Start Stored data
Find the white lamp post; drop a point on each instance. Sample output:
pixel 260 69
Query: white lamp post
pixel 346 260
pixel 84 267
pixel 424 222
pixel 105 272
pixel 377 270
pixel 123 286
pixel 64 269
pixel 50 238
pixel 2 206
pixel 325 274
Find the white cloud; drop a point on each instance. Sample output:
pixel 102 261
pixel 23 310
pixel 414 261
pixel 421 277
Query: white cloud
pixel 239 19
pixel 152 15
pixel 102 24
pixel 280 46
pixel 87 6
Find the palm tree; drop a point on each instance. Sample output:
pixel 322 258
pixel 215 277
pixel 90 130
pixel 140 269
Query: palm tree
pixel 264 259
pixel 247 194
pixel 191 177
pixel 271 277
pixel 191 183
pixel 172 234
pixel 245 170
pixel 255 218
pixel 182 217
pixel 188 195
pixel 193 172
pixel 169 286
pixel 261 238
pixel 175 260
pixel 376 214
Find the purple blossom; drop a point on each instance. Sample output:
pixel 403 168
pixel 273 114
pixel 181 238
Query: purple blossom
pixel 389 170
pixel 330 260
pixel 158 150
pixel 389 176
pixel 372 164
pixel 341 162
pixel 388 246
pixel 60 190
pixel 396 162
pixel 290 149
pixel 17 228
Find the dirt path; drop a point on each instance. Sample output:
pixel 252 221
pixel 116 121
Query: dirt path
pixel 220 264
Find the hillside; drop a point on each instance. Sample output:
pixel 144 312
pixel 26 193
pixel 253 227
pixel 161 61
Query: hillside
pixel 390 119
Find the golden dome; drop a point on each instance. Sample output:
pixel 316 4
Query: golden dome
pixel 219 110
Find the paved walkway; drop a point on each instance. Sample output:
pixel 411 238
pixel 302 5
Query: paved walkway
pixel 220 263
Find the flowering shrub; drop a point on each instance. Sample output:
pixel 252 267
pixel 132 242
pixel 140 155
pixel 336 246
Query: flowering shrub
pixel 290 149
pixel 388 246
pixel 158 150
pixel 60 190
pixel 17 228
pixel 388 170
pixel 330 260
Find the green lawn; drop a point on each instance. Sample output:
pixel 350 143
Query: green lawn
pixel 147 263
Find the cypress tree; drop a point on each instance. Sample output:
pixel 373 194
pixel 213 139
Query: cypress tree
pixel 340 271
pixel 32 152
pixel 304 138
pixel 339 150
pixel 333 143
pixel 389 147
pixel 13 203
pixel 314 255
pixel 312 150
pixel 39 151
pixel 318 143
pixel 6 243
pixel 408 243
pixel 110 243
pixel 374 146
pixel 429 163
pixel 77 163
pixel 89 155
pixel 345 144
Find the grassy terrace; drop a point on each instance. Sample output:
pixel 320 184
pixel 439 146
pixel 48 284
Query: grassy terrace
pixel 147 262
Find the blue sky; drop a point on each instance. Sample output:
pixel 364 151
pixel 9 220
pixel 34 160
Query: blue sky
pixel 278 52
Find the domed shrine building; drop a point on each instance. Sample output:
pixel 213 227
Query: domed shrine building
End Stored data
» **The problem**: Each line of the material should be duplicated exactly, please.

» **Written reply**:
Find the white lamp post; drop a point on each instance. Sample output:
pixel 260 69
Query: white lamp post
pixel 346 260
pixel 84 267
pixel 424 222
pixel 105 272
pixel 377 270
pixel 123 286
pixel 64 269
pixel 50 238
pixel 2 206
pixel 325 274
Find the white cloud; drop a point on each instance. Sample output:
pixel 102 261
pixel 23 310
pixel 414 261
pixel 421 277
Query: white cloud
pixel 239 19
pixel 152 15
pixel 102 24
pixel 280 46
pixel 87 6
Find the palm tree; drop a point on each instance. Sample output:
pixel 322 258
pixel 215 277
pixel 90 130
pixel 140 269
Query: palm tree
pixel 264 259
pixel 247 194
pixel 191 177
pixel 271 277
pixel 191 183
pixel 172 234
pixel 245 170
pixel 255 218
pixel 182 217
pixel 188 195
pixel 193 172
pixel 169 286
pixel 261 238
pixel 175 260
pixel 376 214
Find the purple blossom; drop a point on each instance. Sample output:
pixel 403 168
pixel 273 114
pixel 181 238
Query: purple blossom
pixel 389 170
pixel 330 260
pixel 158 150
pixel 389 176
pixel 372 164
pixel 341 162
pixel 388 246
pixel 60 190
pixel 396 162
pixel 290 149
pixel 17 228
Find the dirt path; drop a point on each instance. Sample output:
pixel 252 221
pixel 116 121
Query: dirt path
pixel 220 264
Find the hillside; drop a point on each instance. Sample output:
pixel 144 312
pixel 26 193
pixel 253 227
pixel 161 61
Query: hillside
pixel 390 119
Find the golden dome; drop a point on each instance. Sample output:
pixel 316 4
Query: golden dome
pixel 219 110
Find the paved walkway; drop a point on each instance. Sample output:
pixel 411 238
pixel 302 5
Query: paved walkway
pixel 220 263
Find the flowering shrub; drop a point on each instance. Sample output:
pixel 252 267
pixel 132 242
pixel 140 155
pixel 336 246
Query: flowering shrub
pixel 290 149
pixel 388 246
pixel 158 150
pixel 60 190
pixel 17 228
pixel 388 170
pixel 330 260
Find the green lawn; drop a point on each instance. Sample output:
pixel 350 143
Query: green lawn
pixel 147 263
Find the cypress tree; drop a point on each instance. Sample output:
pixel 373 194
pixel 213 139
Query: cypress tree
pixel 340 271
pixel 32 152
pixel 304 138
pixel 339 150
pixel 333 143
pixel 389 147
pixel 13 203
pixel 314 255
pixel 312 150
pixel 39 151
pixel 318 143
pixel 6 243
pixel 408 243
pixel 110 243
pixel 374 146
pixel 429 163
pixel 77 163
pixel 89 155
pixel 345 144
Find the grassy terrace; drop a point on each instance. Sample output:
pixel 320 184
pixel 439 146
pixel 48 284
Query: grassy terrace
pixel 147 262
Find the blue sky; drop a point on each instance. Sample output:
pixel 364 151
pixel 9 220
pixel 34 160
Query: blue sky
pixel 278 52
Find the domed shrine building; drop a point on each instance. Sample output:
pixel 213 227
Query: domed shrine building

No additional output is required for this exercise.